── Exercise input
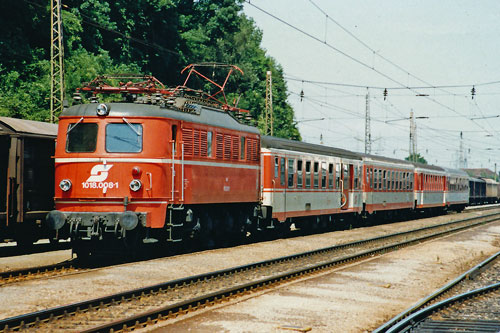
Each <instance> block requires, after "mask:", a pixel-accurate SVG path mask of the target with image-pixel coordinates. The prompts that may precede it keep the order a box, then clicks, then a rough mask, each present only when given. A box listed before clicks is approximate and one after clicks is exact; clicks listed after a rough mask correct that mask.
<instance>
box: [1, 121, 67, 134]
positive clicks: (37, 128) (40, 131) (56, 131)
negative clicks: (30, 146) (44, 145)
mask: <svg viewBox="0 0 500 333" xmlns="http://www.w3.org/2000/svg"><path fill="white" fill-rule="evenodd" d="M3 133H9V134H12V133H16V134H25V135H34V136H49V137H56V136H57V124H51V123H44V122H42V121H35V120H26V119H18V118H9V117H0V134H3Z"/></svg>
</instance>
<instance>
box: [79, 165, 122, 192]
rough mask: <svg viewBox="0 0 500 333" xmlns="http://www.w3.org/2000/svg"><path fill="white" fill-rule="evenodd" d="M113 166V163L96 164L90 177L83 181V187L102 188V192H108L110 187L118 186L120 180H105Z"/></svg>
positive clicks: (84, 187) (107, 176)
mask: <svg viewBox="0 0 500 333" xmlns="http://www.w3.org/2000/svg"><path fill="white" fill-rule="evenodd" d="M112 166H113V165H112V164H97V165H94V166H93V167H92V169H91V170H90V177H89V178H88V179H87V180H86V181H84V182H82V187H83V188H84V189H88V188H91V189H102V193H106V192H107V190H108V188H109V189H113V188H118V187H119V185H120V184H119V183H118V182H105V180H106V179H107V178H108V175H109V170H110V169H111V167H112Z"/></svg>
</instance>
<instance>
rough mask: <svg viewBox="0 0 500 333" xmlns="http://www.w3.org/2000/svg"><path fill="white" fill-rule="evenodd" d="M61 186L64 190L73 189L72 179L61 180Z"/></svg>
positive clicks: (65, 179) (60, 183)
mask: <svg viewBox="0 0 500 333" xmlns="http://www.w3.org/2000/svg"><path fill="white" fill-rule="evenodd" d="M59 187H60V188H61V190H63V191H64V192H67V191H69V190H70V189H71V181H70V180H69V179H63V180H61V182H60V183H59Z"/></svg>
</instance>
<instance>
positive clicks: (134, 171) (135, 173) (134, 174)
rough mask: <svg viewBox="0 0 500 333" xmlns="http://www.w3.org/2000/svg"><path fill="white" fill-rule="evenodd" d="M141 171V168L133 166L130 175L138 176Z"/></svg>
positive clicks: (139, 175)
mask: <svg viewBox="0 0 500 333" xmlns="http://www.w3.org/2000/svg"><path fill="white" fill-rule="evenodd" d="M141 173H142V170H141V169H140V168H139V167H133V168H132V176H134V177H138V176H140V175H141Z"/></svg>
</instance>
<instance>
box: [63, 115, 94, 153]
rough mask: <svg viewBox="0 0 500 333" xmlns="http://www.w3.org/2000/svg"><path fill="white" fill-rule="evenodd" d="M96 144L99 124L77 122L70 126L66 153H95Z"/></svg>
mask: <svg viewBox="0 0 500 333" xmlns="http://www.w3.org/2000/svg"><path fill="white" fill-rule="evenodd" d="M82 119H83V118H82ZM96 144H97V124H95V123H86V124H84V123H81V122H77V123H73V124H69V125H68V130H67V137H66V151H67V152H68V153H89V152H93V151H95V148H96Z"/></svg>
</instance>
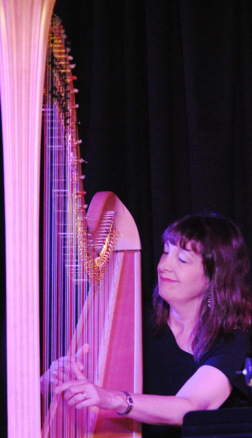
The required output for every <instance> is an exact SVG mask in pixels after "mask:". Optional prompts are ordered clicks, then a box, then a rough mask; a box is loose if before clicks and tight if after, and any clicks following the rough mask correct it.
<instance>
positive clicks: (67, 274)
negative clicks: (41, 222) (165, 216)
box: [0, 0, 142, 438]
mask: <svg viewBox="0 0 252 438" xmlns="http://www.w3.org/2000/svg"><path fill="white" fill-rule="evenodd" d="M53 4H54V1H49V0H47V1H46V0H45V1H43V0H25V1H24V0H23V1H22V0H16V1H15V0H12V1H11V0H6V1H5V0H0V14H1V34H0V38H1V46H0V50H1V66H0V74H1V77H0V80H1V108H2V120H3V145H4V171H5V176H4V178H5V179H4V183H5V212H6V261H7V368H8V388H7V390H8V437H9V438H13V437H15V438H19V437H20V438H21V437H22V438H28V437H32V438H34V437H39V436H42V437H50V438H55V437H68V438H70V437H73V438H80V437H87V436H89V437H91V436H94V437H100V436H104V437H113V436H114V437H131V436H132V437H133V436H140V427H139V424H137V423H136V422H134V421H132V420H130V419H128V418H121V417H118V416H117V415H116V414H113V413H111V412H110V411H101V410H98V409H96V408H90V409H84V410H81V411H78V413H77V411H74V410H70V409H68V408H67V407H66V406H65V405H64V403H63V401H62V400H61V399H60V398H57V397H55V396H54V394H53V392H51V391H45V392H44V394H43V396H42V403H41V397H40V387H39V375H40V365H39V363H40V360H39V357H40V352H39V351H40V348H39V256H38V254H39V251H38V247H39V238H38V236H39V186H40V182H39V181H40V178H39V173H40V172H39V168H40V136H41V128H40V126H41V108H42V98H43V100H44V104H43V127H44V129H43V132H44V152H43V162H44V171H43V178H44V184H43V196H44V213H43V223H44V238H43V253H44V264H43V266H44V267H43V278H44V286H43V300H42V301H43V317H42V319H43V343H42V344H43V345H42V348H43V355H42V356H43V360H42V362H43V363H42V369H43V370H42V371H43V372H45V371H46V370H48V369H50V364H51V362H52V361H53V360H55V359H57V358H58V357H60V356H69V357H70V358H72V359H74V357H75V354H76V352H77V351H80V349H81V347H82V346H83V345H85V344H89V346H90V349H89V352H88V354H84V353H83V357H82V360H83V364H84V367H85V372H86V374H87V376H88V377H89V378H90V379H91V380H92V381H94V382H95V383H97V384H100V385H103V386H105V387H110V388H115V389H122V390H123V389H127V390H128V391H134V392H141V379H142V368H141V363H142V361H141V310H140V309H141V298H140V241H139V236H138V232H137V229H136V227H135V224H134V221H133V219H132V217H131V215H130V214H129V212H128V210H127V209H126V208H125V207H124V205H123V204H122V203H121V202H120V200H119V199H118V198H117V197H116V196H115V195H114V194H113V193H111V192H100V193H97V194H96V195H95V197H94V198H93V200H92V202H91V204H90V206H89V208H88V211H86V205H85V200H84V189H83V176H82V170H81V166H82V161H83V160H82V159H81V157H80V150H79V145H80V141H79V138H78V130H77V118H76V104H75V92H76V90H75V89H74V86H73V80H74V77H73V74H72V65H71V57H70V54H69V49H68V48H66V37H65V35H64V30H63V27H62V25H61V23H60V21H59V20H58V19H57V18H54V19H53V21H52V24H50V21H51V14H52V9H53ZM48 34H49V42H47V41H48ZM46 52H47V55H46ZM45 65H46V74H45V79H44V70H45V68H44V66H45ZM44 81H45V82H44ZM44 84H45V86H44ZM43 89H44V92H43ZM41 417H42V418H41ZM41 425H42V432H41Z"/></svg>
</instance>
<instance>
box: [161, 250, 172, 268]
mask: <svg viewBox="0 0 252 438" xmlns="http://www.w3.org/2000/svg"><path fill="white" fill-rule="evenodd" d="M172 264H173V260H172V255H171V254H170V253H169V254H163V255H162V257H161V259H160V261H159V264H158V271H172Z"/></svg>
────
▶ **What this task involves**
Excluding the pictures, transcribe all of the entries exactly.

▶ **Task result**
Each <instance> block requires, after "mask:", a pixel-accurate SVG path mask of the target with image-pixel coordinates. The prompts that may precede it keep the order a box, then clicks, then a rough mask, each present only when given. A box listed before clicks is approximate and one after clicks is exact; clicks listed after a rough mask correct that mask.
<instance>
box: [1, 121, 67, 134]
positive clicks: (37, 128) (40, 131) (56, 131)
negative clicks: (30, 146) (44, 145)
mask: <svg viewBox="0 0 500 333" xmlns="http://www.w3.org/2000/svg"><path fill="white" fill-rule="evenodd" d="M3 133H9V134H12V133H16V134H25V135H34V136H49V137H56V136H57V124H51V123H44V122H42V121H35V120H26V119H18V118H9V117H0V134H3Z"/></svg>
</instance>
<instance>
box: [79, 165, 122, 192]
rough mask: <svg viewBox="0 0 500 333" xmlns="http://www.w3.org/2000/svg"><path fill="white" fill-rule="evenodd" d="M113 166V163L96 164L90 177L83 181V187L102 188V192H108L110 187L118 186L120 180H105Z"/></svg>
positive clicks: (84, 187) (107, 176)
mask: <svg viewBox="0 0 500 333" xmlns="http://www.w3.org/2000/svg"><path fill="white" fill-rule="evenodd" d="M112 166H113V165H112V164H97V165H94V166H93V167H92V169H91V170H90V177H89V178H88V179H87V180H86V181H84V182H82V187H83V188H84V189H88V188H91V189H102V193H106V192H107V190H108V188H109V189H113V188H118V187H119V185H120V184H119V183H118V182H105V180H106V179H107V178H108V175H109V170H110V169H111V167H112Z"/></svg>
</instance>
<instance>
rough mask: <svg viewBox="0 0 500 333" xmlns="http://www.w3.org/2000/svg"><path fill="white" fill-rule="evenodd" d="M61 186L64 190L73 189L72 179L61 180Z"/></svg>
positive clicks: (65, 179) (60, 183)
mask: <svg viewBox="0 0 500 333" xmlns="http://www.w3.org/2000/svg"><path fill="white" fill-rule="evenodd" d="M59 187H60V188H61V190H63V191H64V192H67V191H69V190H70V189H71V181H70V180H69V179H63V180H61V182H60V183H59Z"/></svg>
</instance>
<instance>
positive clicks: (134, 171) (135, 173) (134, 174)
rough mask: <svg viewBox="0 0 500 333" xmlns="http://www.w3.org/2000/svg"><path fill="white" fill-rule="evenodd" d="M141 171V168L133 166L130 175L138 176Z"/></svg>
positive clicks: (139, 175)
mask: <svg viewBox="0 0 500 333" xmlns="http://www.w3.org/2000/svg"><path fill="white" fill-rule="evenodd" d="M141 173H142V170H141V169H140V168H139V167H133V168H132V176H134V177H138V176H140V175H141Z"/></svg>
</instance>
<instance>
box: [63, 115, 94, 153]
rough mask: <svg viewBox="0 0 500 333" xmlns="http://www.w3.org/2000/svg"><path fill="white" fill-rule="evenodd" d="M96 144L99 124L77 122L70 126L66 153H95Z"/></svg>
mask: <svg viewBox="0 0 500 333" xmlns="http://www.w3.org/2000/svg"><path fill="white" fill-rule="evenodd" d="M82 119H83V118H82ZM96 144H97V124H95V123H86V124H84V123H81V122H77V123H73V124H69V125H68V130H67V137H66V151H67V152H68V153H89V152H93V151H95V148H96Z"/></svg>
</instance>
The required output for every <instance> is an exact SVG mask in pixels after "mask:". Optional prompts are ordered clicks, then a box, then a rough mask; a box is loose if before clicks and tight if after, and any clicks following the rough mask correct it.
<instance>
positive clicks: (67, 274)
negative clicks: (41, 222) (165, 216)
box: [0, 0, 142, 438]
mask: <svg viewBox="0 0 252 438" xmlns="http://www.w3.org/2000/svg"><path fill="white" fill-rule="evenodd" d="M53 4H54V1H49V0H47V1H46V0H45V1H43V0H25V1H24V0H23V1H22V0H16V1H15V0H12V1H11V0H6V1H5V0H0V14H1V34H0V38H1V46H0V50H1V66H0V74H1V77H0V80H1V108H2V120H3V145H4V171H5V176H4V178H5V179H4V183H5V212H6V261H7V368H8V388H7V390H8V437H9V438H13V437H15V438H19V437H20V438H21V437H22V438H28V437H32V438H34V437H39V436H42V437H50V438H55V437H68V438H70V437H73V438H80V437H87V436H89V437H91V436H94V437H100V436H104V437H113V436H114V437H131V436H132V437H133V436H140V427H139V424H137V423H136V422H134V421H132V420H130V419H128V418H121V417H118V416H117V415H116V414H113V413H111V412H110V411H101V410H98V409H96V408H90V409H84V410H81V411H78V413H77V411H74V410H70V409H68V408H67V407H66V406H65V405H64V403H63V401H62V400H61V399H60V398H57V397H55V396H54V394H53V392H51V391H45V392H44V394H43V396H42V403H41V397H40V387H39V375H40V365H39V363H40V360H39V357H40V352H39V351H40V348H39V256H38V254H39V251H38V247H39V238H38V236H39V186H40V182H39V181H40V178H39V173H40V172H39V168H40V136H41V128H40V126H41V108H42V98H43V100H44V104H43V127H44V129H43V132H44V152H43V162H44V171H43V178H44V184H43V196H44V213H43V223H44V238H43V253H44V264H43V266H44V267H43V278H44V286H43V300H42V301H43V317H42V319H43V343H42V344H43V345H42V348H43V355H42V356H43V360H42V362H43V363H42V369H43V370H42V371H43V372H45V371H46V370H48V369H50V364H51V362H52V361H53V360H55V359H57V358H58V357H60V356H69V357H70V358H72V359H74V357H75V354H76V352H77V351H80V349H81V347H82V346H83V345H85V344H89V346H90V349H89V352H88V354H84V353H83V357H82V360H83V364H84V367H85V372H86V374H87V376H88V377H89V378H90V379H91V380H92V381H94V382H95V383H97V384H100V385H103V386H105V387H110V388H115V389H122V390H123V389H127V390H128V391H134V392H141V379H142V368H141V363H142V361H141V310H140V309H141V298H140V241H139V236H138V232H137V229H136V227H135V224H134V221H133V219H132V217H131V215H130V214H129V212H128V210H127V209H126V208H125V207H124V205H123V204H122V203H121V202H120V200H119V199H118V198H117V197H116V196H115V195H114V194H113V193H111V192H100V193H97V194H96V195H95V197H94V198H93V200H92V202H91V204H90V206H89V208H88V211H86V205H85V200H84V189H83V176H82V170H81V166H82V161H83V160H82V159H81V157H80V150H79V145H80V141H79V138H78V130H77V118H76V104H75V92H76V90H75V89H74V86H73V80H74V77H73V74H72V65H71V57H70V54H69V49H68V48H66V37H65V35H64V30H63V27H62V25H61V23H60V21H59V20H58V19H57V18H54V19H53V21H52V24H50V21H51V14H52V9H53ZM48 34H49V42H47V41H48ZM46 52H47V55H46ZM45 65H46V74H45V79H44V70H45V68H44V66H45ZM44 81H45V82H44ZM44 84H45V86H44ZM43 89H44V92H43ZM41 417H42V418H41ZM41 425H42V432H41Z"/></svg>
</instance>
<instance>
box: [161, 250, 172, 268]
mask: <svg viewBox="0 0 252 438" xmlns="http://www.w3.org/2000/svg"><path fill="white" fill-rule="evenodd" d="M172 264H173V260H172V255H171V254H170V253H169V254H163V255H162V257H161V259H160V261H159V264H158V271H172Z"/></svg>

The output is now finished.